* _Document text_
---
For dangerous changes, use the expand-contract pattern. Add a new column with the new type, migrate data with explicit transformation logic, switch reads, drop the old column.

Pattern 5: Removing a column

Column removal must happen after all code stops referencing it. The sequence:

Deploy 1: Remove all reads from the column. Application no longer SELECT the column.
Deploy 2: Remove all writes to the column. Application no longer INSERT or UPDATE the column.
Wait: Ensure no running code references the column. Check for scheduled jobs, background workers, cached queries.
Migration: ALTER TABLE orders DROP COLUMN legacy_status;

Data loss warning: Dropping a column destroys data permanently. Before dropping, verify you have backups and have extracted any data you might need. Consider creating a backup table first: CREATE TABLE orders_legacy_backup AS SELECT id, legacy_status FROM orders;

Pattern 6: Adding a foreign key constraint

Foreign keys validate existing data. If any rows violate the constraint, the ALTER fails. For existing tables with potentially dirty data:

Query for violating rows: SELECT * FROM orders WHERE customer_id NOT IN (SELECT id FROM customers);
Fix or remove violating data
Add the constraint: ALTER TABLE orders ADD CONSTRAINT fk_orders_customer FOREIGN KEY (customer_id) REFERENCES customers(id);

On very large tables, consider adding the constraint as NOT VALID first (PostgreSQL), then validating separately:

PostgreSQL:

ALTER TABLE orders ADD CONSTRAINT fk_customer FOREIGN KEY (customer_id) REFERENCES customers(id) NOT VALID;

ALTER TABLE orders VALIDATE CONSTRAINT fk_customer;

The first statement is fast (no data scan). The second validates in the background without blocking writes.
---
* _Data excerpts_
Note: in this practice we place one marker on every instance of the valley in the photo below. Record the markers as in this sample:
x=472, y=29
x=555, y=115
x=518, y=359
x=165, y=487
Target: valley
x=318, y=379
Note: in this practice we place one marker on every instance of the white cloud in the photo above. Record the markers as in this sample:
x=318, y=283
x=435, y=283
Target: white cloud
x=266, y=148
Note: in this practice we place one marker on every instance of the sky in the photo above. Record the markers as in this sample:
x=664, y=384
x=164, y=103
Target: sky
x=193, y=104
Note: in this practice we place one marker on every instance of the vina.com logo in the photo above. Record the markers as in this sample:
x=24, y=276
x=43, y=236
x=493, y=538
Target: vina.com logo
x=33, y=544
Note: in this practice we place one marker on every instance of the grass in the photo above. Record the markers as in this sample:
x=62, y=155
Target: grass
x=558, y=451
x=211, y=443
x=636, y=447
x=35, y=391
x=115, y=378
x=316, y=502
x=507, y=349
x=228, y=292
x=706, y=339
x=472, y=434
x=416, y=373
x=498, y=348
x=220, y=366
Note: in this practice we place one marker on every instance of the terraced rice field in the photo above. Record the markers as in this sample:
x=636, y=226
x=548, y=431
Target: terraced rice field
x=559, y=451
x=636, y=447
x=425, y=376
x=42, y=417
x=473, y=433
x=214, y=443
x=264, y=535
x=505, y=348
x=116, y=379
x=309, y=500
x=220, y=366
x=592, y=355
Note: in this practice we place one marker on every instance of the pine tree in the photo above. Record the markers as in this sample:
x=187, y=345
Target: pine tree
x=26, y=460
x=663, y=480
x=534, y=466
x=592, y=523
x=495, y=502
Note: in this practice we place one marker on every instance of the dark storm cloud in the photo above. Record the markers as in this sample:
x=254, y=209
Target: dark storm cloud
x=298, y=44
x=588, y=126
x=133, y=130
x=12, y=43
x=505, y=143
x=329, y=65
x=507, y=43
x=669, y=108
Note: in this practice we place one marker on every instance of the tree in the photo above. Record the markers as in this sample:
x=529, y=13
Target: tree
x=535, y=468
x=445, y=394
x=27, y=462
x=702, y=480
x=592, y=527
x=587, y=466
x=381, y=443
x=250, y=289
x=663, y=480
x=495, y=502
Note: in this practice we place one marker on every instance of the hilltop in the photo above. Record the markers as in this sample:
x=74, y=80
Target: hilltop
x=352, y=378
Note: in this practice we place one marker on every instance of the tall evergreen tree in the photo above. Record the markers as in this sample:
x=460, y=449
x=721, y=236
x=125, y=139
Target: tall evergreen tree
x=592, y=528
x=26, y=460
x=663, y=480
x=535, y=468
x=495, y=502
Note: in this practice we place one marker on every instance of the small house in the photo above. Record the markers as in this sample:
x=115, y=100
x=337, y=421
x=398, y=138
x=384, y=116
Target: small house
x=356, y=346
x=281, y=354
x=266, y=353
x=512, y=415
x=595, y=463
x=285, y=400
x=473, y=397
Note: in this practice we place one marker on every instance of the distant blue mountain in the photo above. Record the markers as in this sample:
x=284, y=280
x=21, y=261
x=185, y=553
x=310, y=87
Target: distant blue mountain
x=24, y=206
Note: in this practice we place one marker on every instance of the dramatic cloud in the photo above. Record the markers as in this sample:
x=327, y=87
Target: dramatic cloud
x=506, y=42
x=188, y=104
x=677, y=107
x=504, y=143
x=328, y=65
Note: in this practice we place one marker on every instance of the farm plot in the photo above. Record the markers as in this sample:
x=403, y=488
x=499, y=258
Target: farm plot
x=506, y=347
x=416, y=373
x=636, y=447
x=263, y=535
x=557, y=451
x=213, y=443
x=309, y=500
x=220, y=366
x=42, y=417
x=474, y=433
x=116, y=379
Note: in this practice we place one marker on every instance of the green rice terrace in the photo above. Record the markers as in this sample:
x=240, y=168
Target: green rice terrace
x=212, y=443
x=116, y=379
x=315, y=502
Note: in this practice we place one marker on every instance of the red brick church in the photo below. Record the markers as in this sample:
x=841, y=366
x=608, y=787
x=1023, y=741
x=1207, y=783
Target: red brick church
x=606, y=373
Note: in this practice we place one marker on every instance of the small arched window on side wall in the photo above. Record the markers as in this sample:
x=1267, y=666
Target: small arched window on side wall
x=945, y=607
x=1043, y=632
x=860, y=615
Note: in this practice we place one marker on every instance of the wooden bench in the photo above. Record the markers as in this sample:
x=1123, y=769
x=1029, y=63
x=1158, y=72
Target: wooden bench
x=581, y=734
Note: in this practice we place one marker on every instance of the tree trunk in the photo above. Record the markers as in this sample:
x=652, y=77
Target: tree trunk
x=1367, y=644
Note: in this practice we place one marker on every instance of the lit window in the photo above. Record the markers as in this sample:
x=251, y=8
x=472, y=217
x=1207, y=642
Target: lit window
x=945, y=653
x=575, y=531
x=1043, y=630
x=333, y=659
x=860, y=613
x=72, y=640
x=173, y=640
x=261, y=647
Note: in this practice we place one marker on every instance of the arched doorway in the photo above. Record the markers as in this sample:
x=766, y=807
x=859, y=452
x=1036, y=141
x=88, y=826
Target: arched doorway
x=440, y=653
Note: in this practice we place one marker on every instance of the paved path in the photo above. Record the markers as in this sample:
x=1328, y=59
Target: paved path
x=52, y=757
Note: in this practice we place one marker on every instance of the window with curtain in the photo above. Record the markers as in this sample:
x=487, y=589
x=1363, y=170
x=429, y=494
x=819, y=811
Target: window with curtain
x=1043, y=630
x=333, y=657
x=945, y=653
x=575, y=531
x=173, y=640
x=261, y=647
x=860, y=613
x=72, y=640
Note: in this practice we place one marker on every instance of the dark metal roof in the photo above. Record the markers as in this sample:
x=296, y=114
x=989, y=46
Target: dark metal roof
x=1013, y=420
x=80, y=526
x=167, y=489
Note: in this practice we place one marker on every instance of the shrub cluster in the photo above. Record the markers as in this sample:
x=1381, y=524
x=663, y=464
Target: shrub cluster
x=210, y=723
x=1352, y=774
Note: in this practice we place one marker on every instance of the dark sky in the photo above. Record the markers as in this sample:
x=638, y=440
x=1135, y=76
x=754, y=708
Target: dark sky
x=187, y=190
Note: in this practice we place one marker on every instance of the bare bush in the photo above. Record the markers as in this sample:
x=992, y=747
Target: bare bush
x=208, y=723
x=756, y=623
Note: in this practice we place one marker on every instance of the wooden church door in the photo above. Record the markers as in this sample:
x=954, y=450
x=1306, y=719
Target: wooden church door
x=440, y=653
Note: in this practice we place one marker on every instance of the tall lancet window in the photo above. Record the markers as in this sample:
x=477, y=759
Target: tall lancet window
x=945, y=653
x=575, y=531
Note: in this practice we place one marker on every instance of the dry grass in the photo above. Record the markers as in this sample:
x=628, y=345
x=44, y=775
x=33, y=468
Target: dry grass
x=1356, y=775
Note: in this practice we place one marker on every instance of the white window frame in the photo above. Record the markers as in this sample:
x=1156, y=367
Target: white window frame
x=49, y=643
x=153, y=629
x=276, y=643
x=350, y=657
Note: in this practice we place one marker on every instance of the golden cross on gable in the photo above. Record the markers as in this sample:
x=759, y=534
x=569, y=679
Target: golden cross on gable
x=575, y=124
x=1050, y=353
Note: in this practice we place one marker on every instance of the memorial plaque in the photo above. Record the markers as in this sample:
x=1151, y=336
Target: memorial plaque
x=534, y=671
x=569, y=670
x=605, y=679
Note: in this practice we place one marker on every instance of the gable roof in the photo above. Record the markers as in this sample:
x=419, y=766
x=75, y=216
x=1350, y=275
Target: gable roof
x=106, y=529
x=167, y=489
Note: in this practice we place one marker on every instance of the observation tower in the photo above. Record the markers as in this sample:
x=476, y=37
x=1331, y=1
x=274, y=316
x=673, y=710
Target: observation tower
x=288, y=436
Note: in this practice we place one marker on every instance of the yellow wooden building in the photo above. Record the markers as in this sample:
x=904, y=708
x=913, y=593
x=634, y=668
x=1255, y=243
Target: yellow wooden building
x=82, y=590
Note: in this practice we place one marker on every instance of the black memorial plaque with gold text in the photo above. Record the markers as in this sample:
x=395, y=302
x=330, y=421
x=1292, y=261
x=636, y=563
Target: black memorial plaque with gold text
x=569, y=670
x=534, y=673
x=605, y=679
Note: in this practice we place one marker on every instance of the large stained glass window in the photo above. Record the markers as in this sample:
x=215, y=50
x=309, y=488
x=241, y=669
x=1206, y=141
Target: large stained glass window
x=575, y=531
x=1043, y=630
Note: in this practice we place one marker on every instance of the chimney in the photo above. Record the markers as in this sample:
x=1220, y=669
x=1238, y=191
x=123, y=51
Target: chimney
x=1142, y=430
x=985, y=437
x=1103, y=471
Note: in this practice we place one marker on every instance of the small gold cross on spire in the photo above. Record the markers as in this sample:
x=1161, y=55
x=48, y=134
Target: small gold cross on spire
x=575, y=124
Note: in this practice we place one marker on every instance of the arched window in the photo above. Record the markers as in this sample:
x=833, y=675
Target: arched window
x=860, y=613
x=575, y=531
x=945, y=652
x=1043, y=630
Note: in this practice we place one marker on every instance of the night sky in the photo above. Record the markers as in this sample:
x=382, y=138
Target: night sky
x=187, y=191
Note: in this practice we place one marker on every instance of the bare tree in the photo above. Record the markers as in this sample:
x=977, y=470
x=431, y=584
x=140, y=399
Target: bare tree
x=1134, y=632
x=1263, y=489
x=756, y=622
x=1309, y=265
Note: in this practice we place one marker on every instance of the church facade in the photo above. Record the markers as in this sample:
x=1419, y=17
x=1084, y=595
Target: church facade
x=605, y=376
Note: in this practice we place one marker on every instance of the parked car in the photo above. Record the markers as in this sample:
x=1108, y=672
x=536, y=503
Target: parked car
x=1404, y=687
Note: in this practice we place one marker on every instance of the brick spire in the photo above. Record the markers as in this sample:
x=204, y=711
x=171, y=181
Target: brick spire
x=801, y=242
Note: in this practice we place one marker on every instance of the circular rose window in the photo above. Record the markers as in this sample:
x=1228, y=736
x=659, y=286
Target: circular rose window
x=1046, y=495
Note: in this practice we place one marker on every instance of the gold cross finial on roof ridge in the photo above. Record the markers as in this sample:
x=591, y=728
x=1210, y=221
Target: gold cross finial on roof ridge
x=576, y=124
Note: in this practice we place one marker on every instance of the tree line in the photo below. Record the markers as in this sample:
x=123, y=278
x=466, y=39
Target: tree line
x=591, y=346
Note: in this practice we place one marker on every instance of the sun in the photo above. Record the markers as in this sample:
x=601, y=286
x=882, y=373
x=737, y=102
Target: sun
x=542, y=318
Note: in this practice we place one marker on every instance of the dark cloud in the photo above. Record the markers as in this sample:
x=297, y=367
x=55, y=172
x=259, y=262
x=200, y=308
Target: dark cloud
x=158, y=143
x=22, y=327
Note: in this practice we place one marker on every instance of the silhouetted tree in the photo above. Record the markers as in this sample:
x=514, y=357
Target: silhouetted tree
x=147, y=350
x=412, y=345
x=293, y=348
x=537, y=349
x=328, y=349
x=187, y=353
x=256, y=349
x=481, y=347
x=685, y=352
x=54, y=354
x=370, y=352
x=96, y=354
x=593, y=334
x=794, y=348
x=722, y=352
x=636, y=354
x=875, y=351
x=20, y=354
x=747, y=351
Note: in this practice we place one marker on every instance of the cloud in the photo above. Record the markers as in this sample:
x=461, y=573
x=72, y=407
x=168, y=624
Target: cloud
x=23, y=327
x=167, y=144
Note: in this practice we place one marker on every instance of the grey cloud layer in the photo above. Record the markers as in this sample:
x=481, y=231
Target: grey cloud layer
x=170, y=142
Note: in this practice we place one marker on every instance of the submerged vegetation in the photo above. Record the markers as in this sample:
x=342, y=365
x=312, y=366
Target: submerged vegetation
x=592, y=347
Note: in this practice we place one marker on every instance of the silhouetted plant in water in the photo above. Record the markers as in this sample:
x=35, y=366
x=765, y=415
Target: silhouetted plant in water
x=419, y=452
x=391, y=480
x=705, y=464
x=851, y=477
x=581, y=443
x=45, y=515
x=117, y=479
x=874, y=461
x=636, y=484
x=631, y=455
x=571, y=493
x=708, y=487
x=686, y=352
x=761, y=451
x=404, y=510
---
* _Tasks to carry out_
**A.** In the database migration text, what does the first statement, the one that adds the foreign key as NOT VALID, skip that makes it fast?
**B.** Copy every line of the records from the line containing "of the hilltop" through the line containing "x=473, y=397". Add 111 to each answer coordinate and leave all other lines unchanged.

* _Answers to the tasks_
**A.** It does no data scan.

**B.**
Note: in this practice we place one marker on every instance of the hilltop in the photo above. Record the markers as in this sample:
x=74, y=80
Target: hilltop
x=463, y=489
Note: in this practice we place one marker on every instance of the tall evergreen tree in the photo above. Record the markers as in this sample:
x=460, y=449
x=721, y=236
x=125, y=139
Target: tall evergreen tree
x=703, y=639
x=137, y=571
x=774, y=591
x=646, y=579
x=606, y=613
Note: in this practice we place one marker on every instance of the small house in the photo above. Record the markers as in this sample:
x=115, y=100
x=337, y=421
x=398, y=138
x=384, y=116
Target: small house
x=467, y=457
x=392, y=465
x=377, y=464
x=623, y=526
x=706, y=574
x=396, y=511
x=584, y=508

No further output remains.